▶ _Atividades_:
- A) Responda, com base no trecho sobre o sequestro do Boeing da Vasp:
(i) Qual é a extensão da pista do Aeroporto de Porecatu?
(ii) Quantas pessoas estavam no aeroporto quando o Boeing pousou?
(iii) Quanto tempo durou a ação toda, desde o início?
- B) Segundo o trecho sobre o sequestro do Boeing da Vasp, por que os sequestradores sabiam que o avião poderia pousar em Porecatu? Explique em até três frases.

Os sequestradores mandaram o comandante Sérgio Carmo dos Santos alterar a rota para a cidade de Porecatu, e desligar o rádio e o transponder. O comandante tentou argumentar, dizendo que não poderia pousar em Porecatu com segurança, mas os sequestradores sabiam que o o Boeing da Vasp poderia pousar tranquilamente lá, pois, embora o Aeroporto de Porecatu (foto de satélite abaixo) não seja atendido por nenhuma linha aérea, a pista é pavimentada e tem 2.100 metros de extensão, equivalente à pista de Londrina. O Boeing não somente poderia pousar, como também decolar sem problemas de Porecatu. Isso evidencia o alto grau de planejamento da ação.
Sem alternativa, o comandante tomou a proa de Porecatu e lá pousou. Apenas quatro pessoas estavam no aeroporto quando o Boeing pousou, dois pilotos, um segurança e um mecânico. O aeroporto de Porecatu era perfeito para um sequestro, uma pista excelente mas nenhuma proteção, nenhum policial e nenhum controle de acesso. Logo após o pouso, a ação foi rápida e simples: quatro dos cinco sequestradores desembarcaram, pediram para os tripulantes indicar em que local do bagageiro estava a carga e carregaram rapidamente os malotes de dinheiro para duas caminhonetes Ford Ranger que os aguardavam no aeroporto. Alguém afirmou que um tiro teria sido disparado, mas isso não foi confirmado e ninguém ficou ferido. Nenhum passageiro ou tripulante foi agredido pelos bandidos, que rapidamente se evadiram do local nas caminhonetes, sem levar nenhum refém. A ação toda, desde o início, durou apenas cerca de 40 minutos, menos que a maioria dos sequestros-relâmpagos de pessoas nas grandes cidades.

▶ _Linhas exibidas_:
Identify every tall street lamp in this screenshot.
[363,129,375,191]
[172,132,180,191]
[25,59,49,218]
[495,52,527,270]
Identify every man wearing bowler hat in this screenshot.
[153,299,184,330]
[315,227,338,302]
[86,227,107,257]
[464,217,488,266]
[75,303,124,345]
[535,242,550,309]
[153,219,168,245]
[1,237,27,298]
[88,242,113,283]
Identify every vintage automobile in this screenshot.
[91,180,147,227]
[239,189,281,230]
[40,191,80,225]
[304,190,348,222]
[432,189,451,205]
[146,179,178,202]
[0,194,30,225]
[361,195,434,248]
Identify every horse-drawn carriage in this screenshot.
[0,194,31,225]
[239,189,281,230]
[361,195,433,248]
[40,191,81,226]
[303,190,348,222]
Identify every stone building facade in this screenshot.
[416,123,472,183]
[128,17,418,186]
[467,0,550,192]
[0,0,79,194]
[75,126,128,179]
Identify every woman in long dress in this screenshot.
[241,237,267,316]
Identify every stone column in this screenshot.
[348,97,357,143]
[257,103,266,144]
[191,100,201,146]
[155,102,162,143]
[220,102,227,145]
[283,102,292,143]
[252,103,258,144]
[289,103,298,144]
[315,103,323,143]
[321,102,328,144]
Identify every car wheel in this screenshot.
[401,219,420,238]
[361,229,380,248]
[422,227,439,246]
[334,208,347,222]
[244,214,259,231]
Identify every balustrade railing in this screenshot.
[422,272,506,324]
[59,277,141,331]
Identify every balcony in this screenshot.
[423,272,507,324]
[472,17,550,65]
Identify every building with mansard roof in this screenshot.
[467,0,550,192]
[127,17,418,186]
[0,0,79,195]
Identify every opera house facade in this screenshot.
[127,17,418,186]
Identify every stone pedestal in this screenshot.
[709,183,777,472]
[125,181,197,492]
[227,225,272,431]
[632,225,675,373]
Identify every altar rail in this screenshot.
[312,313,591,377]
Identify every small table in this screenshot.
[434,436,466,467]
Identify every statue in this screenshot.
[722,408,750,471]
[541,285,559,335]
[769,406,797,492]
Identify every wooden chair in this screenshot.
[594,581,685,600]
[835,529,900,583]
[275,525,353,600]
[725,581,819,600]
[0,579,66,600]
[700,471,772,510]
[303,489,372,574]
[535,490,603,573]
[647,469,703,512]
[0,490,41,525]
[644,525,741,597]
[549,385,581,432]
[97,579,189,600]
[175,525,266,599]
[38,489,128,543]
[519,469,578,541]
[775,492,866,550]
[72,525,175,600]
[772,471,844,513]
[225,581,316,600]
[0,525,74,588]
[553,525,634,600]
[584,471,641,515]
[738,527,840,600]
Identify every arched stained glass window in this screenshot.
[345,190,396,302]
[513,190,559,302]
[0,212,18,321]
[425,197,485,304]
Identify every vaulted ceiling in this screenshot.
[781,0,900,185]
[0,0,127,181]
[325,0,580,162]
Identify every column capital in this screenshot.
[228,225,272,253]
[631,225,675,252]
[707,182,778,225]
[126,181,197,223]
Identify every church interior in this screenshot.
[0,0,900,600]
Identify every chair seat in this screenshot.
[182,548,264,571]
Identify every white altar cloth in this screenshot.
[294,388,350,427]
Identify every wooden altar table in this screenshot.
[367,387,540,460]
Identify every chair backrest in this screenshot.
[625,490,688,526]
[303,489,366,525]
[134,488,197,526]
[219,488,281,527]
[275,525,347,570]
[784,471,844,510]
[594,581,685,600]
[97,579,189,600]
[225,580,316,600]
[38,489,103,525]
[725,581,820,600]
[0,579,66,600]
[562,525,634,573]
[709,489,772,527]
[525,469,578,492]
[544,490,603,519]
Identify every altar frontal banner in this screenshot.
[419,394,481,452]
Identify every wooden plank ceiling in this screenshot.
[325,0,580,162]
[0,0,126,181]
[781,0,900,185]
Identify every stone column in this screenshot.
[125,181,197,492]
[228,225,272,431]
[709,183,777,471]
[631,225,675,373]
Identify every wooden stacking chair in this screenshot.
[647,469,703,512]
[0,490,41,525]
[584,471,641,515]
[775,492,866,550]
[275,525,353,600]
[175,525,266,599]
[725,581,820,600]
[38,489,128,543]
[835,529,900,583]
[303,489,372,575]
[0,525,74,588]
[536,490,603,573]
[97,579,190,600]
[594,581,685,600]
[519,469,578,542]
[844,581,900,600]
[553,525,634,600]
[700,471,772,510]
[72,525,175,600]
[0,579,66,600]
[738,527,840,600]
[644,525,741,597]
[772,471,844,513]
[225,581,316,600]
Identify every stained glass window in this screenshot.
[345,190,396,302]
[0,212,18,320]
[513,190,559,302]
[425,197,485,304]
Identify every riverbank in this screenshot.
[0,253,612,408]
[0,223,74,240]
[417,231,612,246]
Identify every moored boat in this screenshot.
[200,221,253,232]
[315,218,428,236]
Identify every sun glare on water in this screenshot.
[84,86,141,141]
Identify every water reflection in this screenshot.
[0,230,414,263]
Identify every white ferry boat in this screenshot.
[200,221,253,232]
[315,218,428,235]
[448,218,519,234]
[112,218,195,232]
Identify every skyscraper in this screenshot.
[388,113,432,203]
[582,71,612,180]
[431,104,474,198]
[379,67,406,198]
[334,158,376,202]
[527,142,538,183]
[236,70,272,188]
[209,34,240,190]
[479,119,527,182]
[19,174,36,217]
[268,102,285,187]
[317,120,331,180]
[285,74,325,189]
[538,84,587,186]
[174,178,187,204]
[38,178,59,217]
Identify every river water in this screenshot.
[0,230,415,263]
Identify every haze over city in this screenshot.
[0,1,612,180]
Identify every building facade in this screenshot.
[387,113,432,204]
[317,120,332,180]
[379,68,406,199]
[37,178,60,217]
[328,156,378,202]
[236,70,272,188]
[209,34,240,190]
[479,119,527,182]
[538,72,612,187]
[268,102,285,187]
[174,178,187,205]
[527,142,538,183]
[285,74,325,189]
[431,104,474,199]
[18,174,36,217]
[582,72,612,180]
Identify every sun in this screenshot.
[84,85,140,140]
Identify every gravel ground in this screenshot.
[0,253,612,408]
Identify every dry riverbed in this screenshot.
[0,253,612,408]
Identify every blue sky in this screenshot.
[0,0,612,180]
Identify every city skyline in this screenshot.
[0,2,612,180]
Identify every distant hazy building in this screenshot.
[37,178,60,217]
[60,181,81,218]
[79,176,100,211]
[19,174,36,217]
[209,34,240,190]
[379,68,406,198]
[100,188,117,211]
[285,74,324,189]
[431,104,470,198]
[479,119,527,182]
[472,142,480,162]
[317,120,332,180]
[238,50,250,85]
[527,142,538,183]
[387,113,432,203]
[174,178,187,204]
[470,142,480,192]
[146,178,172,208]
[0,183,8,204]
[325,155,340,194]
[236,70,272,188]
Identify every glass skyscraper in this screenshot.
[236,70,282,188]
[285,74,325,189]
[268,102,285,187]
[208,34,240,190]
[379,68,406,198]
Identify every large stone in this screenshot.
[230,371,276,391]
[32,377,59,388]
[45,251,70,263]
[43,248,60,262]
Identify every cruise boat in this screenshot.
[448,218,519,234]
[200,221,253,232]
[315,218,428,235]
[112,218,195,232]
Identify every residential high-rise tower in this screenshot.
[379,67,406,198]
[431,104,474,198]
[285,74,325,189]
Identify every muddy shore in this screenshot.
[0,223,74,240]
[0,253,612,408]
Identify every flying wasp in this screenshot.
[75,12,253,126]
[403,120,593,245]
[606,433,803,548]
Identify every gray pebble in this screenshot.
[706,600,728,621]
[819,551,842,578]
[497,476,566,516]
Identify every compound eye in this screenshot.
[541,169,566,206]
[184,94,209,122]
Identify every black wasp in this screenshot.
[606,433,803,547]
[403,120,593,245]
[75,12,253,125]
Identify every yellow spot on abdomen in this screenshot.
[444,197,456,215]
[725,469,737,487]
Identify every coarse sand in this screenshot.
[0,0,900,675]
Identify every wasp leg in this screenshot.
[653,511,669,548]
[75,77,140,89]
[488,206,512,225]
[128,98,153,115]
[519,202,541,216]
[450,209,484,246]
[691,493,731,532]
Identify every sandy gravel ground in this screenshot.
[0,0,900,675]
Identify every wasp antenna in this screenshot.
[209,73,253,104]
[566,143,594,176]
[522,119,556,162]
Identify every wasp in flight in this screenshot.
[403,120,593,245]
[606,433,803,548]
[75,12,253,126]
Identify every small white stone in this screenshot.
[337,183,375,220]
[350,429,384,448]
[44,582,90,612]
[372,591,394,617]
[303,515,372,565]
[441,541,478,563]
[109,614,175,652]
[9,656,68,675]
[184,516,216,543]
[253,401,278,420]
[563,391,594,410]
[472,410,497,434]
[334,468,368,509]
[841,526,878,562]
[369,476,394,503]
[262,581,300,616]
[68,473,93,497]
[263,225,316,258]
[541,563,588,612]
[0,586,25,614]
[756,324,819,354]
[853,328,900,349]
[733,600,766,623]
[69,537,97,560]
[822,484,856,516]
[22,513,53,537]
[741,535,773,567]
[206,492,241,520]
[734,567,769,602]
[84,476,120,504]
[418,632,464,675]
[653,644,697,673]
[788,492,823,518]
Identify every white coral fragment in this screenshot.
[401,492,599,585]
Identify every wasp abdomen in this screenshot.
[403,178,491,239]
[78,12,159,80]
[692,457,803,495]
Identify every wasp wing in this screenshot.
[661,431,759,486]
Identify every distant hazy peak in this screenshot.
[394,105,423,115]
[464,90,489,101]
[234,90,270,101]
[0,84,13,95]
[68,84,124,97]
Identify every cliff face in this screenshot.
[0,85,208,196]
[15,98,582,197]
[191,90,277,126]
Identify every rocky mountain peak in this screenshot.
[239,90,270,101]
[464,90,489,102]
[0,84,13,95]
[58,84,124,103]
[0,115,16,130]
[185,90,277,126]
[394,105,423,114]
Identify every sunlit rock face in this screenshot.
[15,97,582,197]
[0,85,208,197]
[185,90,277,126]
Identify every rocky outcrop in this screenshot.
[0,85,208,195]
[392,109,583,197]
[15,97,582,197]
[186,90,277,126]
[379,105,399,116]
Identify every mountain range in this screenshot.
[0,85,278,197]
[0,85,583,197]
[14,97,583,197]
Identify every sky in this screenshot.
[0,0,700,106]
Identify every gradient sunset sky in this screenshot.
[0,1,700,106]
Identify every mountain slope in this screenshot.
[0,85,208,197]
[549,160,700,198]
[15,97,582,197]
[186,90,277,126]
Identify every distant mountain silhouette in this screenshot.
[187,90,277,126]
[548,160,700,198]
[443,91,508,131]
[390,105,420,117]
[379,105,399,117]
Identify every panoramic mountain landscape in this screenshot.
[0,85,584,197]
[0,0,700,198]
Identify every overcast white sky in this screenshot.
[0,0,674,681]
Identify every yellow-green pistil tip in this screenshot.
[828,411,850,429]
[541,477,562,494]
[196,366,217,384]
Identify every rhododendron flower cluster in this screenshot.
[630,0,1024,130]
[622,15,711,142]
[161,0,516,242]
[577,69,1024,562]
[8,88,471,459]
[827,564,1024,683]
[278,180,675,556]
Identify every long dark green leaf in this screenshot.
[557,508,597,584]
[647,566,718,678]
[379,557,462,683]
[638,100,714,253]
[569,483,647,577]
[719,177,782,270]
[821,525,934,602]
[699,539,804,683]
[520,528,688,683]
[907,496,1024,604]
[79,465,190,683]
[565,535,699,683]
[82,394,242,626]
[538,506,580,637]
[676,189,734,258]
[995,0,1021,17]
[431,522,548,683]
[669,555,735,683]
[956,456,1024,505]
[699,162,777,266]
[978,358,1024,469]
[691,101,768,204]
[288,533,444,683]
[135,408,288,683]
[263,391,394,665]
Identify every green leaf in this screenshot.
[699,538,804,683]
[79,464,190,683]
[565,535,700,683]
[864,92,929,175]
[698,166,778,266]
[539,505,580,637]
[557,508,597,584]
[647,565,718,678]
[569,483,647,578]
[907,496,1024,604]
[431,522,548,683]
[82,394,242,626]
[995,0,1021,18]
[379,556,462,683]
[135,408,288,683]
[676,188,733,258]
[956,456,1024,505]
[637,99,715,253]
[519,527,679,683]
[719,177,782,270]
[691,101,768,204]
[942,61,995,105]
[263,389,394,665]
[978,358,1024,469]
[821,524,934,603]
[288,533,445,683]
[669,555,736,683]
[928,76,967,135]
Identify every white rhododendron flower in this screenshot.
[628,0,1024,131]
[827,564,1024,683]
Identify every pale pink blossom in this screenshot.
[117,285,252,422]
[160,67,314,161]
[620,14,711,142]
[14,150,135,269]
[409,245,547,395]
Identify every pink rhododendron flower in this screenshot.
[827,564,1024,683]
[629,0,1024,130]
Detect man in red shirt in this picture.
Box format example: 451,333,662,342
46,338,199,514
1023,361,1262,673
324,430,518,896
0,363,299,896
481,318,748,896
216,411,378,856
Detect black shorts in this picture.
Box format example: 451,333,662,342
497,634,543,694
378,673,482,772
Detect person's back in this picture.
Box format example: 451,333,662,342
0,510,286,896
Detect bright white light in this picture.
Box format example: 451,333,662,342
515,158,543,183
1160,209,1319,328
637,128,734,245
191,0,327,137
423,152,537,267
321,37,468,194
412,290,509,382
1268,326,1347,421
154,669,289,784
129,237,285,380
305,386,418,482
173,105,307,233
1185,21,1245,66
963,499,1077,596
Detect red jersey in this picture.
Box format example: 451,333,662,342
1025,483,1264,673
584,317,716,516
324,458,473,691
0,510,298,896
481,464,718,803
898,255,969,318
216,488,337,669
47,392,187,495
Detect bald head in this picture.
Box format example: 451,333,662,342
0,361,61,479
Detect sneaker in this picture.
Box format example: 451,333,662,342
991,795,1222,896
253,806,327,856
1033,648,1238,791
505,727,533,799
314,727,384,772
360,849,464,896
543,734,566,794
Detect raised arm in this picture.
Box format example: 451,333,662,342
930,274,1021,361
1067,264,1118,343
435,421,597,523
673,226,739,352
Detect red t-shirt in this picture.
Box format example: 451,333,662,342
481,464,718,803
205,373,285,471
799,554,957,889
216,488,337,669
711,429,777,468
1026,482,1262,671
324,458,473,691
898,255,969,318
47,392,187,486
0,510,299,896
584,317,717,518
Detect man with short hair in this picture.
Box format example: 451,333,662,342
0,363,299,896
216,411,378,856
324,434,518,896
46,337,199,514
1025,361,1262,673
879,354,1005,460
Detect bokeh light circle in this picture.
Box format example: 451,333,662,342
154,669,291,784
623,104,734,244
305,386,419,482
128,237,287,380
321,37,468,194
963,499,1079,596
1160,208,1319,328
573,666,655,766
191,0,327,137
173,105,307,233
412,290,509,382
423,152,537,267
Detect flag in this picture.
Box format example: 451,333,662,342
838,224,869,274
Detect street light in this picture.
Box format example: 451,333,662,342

▶ _Gabarito_:
- A)
(i) 2.100 metros.
(ii) Quatro pessoas: dois pilotos, um segurança e um mecânico.
(iii) Cerca de 40 minutos.

- B) A pista do Aeroporto de Porecatu é pavimentada e tem 2.100 metros de extensão, equivalente à pista de Londrina, embora nenhuma linha aérea atenda o aeroporto. Por isso, o Boeing podia não só pousar, mas também decolar de lá sem problemas.